◆ Data records ◆

#####

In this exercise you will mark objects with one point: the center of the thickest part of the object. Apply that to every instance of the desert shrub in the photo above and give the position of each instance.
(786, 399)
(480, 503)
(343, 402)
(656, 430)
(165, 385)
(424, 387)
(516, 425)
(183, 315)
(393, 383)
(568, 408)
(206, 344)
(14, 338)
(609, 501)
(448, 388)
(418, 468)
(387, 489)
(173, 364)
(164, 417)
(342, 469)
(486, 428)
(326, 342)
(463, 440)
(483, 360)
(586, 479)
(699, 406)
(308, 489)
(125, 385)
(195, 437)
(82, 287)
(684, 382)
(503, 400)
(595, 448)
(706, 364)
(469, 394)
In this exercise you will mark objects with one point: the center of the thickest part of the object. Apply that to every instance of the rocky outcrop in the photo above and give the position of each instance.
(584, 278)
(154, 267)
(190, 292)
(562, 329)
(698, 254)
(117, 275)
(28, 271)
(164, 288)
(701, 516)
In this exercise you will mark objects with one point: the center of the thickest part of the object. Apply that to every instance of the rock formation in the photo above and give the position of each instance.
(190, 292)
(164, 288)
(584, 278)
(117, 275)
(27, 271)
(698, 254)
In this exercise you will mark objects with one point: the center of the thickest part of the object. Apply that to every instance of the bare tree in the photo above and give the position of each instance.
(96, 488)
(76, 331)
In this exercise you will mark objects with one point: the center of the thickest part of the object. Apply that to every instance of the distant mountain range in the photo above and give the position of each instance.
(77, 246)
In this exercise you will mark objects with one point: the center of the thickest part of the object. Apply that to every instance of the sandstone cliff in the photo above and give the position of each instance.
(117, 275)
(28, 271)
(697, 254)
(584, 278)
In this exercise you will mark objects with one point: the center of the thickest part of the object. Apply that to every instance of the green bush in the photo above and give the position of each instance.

#####

◆ Problem description ◆
An exact restatement of all the entries above is needed.

◆ Task solution ◆
In this exercise you will mark objects with one point: the center of the thickest part of the object. Apply that to every instance of the desert shrub in the photo above and give the position of each instance.
(786, 399)
(480, 503)
(343, 402)
(656, 430)
(165, 385)
(424, 387)
(516, 425)
(183, 315)
(393, 383)
(568, 408)
(206, 344)
(14, 338)
(609, 501)
(448, 388)
(418, 468)
(387, 489)
(173, 364)
(164, 417)
(342, 469)
(486, 428)
(326, 342)
(463, 440)
(483, 360)
(586, 479)
(699, 406)
(308, 489)
(125, 385)
(195, 437)
(82, 287)
(684, 382)
(503, 400)
(595, 448)
(706, 364)
(469, 394)
In this exercise you will mark objects with one point: the center of the thickest part of the object. Apply that to every instance of the rocky outcrop in the photo above and give the position of each instance.
(584, 278)
(154, 267)
(190, 292)
(562, 329)
(698, 254)
(117, 275)
(28, 271)
(164, 288)
(701, 516)
In this exercise you will mark objects with one point: the center of the thickest part of the object. Apply that to every instance of the rock formation in the photo above and give the position of each instance.
(190, 292)
(164, 288)
(584, 278)
(117, 275)
(27, 271)
(698, 254)
In this exercise you will mark objects with one point: the center of the thickest part of the object. Apply that to every instance of the bare tree in the photo above and give the position of each instance.
(96, 488)
(76, 331)
In this exercise you will mark objects with one point: the center of the thickest part of the object. Apply that to every instance of the distant mountain range in the photo above and give the position of each instance.
(77, 246)
In this exercise you will mark objects with one point: the center of the thickest part of the object. Apply that to every instance of the sandstone cliff in the photo above and give the position of each instance.
(117, 275)
(28, 271)
(697, 254)
(584, 278)
In this exercise you will mark objects with one point: the center of the thickest part of the object. Apply that to every instance of the green bush in the photo above and give the position of each instance.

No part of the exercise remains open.